──────── Given data ────────

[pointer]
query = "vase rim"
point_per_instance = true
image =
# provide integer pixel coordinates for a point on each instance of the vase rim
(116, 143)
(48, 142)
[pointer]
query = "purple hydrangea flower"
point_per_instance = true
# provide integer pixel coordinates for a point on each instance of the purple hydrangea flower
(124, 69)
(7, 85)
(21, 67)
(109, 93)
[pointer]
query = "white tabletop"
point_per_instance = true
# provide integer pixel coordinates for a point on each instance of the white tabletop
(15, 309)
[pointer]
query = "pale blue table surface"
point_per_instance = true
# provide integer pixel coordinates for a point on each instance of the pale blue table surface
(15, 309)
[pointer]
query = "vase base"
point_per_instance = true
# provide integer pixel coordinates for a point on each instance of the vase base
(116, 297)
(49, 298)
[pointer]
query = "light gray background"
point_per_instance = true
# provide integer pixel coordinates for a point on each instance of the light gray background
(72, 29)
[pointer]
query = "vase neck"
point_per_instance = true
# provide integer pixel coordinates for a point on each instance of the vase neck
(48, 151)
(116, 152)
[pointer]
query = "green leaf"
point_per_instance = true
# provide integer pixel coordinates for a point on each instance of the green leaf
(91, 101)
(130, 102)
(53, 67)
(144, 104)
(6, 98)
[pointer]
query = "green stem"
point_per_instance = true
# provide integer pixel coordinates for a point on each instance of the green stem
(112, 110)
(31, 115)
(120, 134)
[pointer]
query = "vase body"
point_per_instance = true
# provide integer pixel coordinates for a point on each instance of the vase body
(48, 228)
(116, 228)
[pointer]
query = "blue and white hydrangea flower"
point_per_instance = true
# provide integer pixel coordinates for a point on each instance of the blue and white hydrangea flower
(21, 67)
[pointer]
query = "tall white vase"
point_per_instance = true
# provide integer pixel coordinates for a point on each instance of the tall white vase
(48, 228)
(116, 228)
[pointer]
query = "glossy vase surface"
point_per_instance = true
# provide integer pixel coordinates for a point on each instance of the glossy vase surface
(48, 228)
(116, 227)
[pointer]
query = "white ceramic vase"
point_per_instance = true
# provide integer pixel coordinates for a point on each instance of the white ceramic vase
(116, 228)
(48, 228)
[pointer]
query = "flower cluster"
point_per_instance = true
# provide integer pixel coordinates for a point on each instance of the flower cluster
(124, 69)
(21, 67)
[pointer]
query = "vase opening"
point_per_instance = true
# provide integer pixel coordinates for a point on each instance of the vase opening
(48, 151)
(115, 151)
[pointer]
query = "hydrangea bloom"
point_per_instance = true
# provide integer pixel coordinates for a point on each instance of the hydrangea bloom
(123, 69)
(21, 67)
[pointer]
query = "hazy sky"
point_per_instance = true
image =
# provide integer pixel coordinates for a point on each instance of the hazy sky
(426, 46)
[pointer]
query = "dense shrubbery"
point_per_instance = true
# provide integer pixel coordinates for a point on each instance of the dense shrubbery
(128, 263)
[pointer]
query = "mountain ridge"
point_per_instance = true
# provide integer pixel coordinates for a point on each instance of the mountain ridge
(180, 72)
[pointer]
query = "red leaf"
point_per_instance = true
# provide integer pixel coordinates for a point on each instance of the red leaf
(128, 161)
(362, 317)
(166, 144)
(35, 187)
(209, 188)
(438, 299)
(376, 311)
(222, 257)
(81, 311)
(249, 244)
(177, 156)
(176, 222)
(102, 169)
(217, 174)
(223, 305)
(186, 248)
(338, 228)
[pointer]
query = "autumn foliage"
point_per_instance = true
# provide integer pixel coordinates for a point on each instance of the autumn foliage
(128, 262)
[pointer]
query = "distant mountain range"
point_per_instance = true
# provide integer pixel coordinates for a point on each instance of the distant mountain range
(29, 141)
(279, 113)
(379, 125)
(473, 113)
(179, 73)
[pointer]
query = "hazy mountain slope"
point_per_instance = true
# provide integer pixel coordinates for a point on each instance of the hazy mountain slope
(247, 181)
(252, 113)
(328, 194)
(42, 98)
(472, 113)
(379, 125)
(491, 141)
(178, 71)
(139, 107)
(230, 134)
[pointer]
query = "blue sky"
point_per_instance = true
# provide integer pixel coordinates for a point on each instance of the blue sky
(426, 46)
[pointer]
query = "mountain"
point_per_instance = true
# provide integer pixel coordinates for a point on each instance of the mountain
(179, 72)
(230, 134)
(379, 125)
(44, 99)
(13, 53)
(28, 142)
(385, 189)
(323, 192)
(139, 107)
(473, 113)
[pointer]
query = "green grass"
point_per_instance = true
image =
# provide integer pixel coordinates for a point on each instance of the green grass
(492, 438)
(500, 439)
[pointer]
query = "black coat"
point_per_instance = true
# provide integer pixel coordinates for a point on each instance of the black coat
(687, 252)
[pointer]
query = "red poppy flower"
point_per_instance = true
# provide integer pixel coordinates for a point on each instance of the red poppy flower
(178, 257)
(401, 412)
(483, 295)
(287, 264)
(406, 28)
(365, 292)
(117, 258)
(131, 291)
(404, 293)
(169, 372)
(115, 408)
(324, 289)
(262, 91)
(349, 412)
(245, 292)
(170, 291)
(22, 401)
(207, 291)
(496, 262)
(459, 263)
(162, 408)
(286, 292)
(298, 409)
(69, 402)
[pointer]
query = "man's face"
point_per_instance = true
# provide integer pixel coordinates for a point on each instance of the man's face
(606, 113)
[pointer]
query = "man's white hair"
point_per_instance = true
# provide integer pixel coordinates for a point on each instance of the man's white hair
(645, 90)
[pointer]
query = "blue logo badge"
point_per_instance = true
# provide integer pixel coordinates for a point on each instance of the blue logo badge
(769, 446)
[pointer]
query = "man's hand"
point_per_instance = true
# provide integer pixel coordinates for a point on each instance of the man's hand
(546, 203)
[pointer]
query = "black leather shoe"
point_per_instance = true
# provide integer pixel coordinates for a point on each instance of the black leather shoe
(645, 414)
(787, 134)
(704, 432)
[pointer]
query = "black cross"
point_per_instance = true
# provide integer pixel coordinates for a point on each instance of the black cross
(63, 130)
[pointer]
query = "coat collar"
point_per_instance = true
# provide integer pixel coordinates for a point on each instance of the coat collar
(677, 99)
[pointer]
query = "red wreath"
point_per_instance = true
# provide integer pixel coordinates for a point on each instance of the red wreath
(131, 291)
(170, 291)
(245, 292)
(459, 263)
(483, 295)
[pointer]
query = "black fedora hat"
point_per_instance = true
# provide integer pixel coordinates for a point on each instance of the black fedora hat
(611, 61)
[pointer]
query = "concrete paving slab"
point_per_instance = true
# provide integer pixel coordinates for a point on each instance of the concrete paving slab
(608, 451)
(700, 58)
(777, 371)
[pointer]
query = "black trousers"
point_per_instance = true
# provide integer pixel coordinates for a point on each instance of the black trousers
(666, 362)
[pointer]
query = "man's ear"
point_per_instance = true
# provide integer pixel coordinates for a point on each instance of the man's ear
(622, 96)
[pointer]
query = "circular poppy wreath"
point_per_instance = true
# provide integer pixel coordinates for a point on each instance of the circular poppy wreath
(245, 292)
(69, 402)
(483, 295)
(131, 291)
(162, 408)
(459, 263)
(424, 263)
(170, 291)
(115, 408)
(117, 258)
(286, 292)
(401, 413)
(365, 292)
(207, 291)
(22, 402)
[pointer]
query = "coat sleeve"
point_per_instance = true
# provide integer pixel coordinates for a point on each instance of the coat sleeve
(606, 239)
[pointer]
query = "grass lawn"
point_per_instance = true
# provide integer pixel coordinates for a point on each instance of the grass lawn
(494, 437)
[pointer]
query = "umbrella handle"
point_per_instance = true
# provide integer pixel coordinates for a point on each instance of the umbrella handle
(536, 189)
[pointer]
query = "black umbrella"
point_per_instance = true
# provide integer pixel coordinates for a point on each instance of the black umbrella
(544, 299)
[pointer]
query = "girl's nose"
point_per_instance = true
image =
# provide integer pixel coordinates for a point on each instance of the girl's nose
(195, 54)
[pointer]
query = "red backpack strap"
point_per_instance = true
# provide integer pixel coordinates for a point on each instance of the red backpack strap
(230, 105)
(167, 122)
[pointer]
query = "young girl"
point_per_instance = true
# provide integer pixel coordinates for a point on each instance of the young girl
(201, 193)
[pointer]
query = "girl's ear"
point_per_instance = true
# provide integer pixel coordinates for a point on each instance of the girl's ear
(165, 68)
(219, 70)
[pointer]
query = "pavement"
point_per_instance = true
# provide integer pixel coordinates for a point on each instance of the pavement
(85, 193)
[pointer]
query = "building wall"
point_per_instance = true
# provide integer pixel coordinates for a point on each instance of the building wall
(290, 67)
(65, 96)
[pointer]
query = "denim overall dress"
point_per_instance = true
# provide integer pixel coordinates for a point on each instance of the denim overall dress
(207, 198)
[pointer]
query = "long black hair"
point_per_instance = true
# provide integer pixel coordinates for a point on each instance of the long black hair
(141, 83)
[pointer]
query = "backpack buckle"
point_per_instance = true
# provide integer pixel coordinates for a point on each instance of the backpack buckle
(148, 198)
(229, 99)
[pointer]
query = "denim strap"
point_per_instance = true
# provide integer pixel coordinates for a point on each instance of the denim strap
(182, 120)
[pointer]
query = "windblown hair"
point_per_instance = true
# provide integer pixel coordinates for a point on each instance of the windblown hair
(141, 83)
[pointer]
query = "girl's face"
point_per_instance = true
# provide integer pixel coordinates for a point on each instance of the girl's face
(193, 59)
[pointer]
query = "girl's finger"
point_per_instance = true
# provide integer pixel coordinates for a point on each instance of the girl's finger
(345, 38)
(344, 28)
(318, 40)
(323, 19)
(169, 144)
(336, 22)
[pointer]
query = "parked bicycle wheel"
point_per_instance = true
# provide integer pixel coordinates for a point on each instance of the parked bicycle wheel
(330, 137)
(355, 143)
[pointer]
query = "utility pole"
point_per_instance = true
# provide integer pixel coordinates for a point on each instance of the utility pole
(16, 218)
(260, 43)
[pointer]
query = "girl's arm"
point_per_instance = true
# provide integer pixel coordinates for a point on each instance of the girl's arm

────────

■ Set exercise
Please count how many lines above contain the string "fedora", treating case as significant, and give only the number.

■ Task solution
2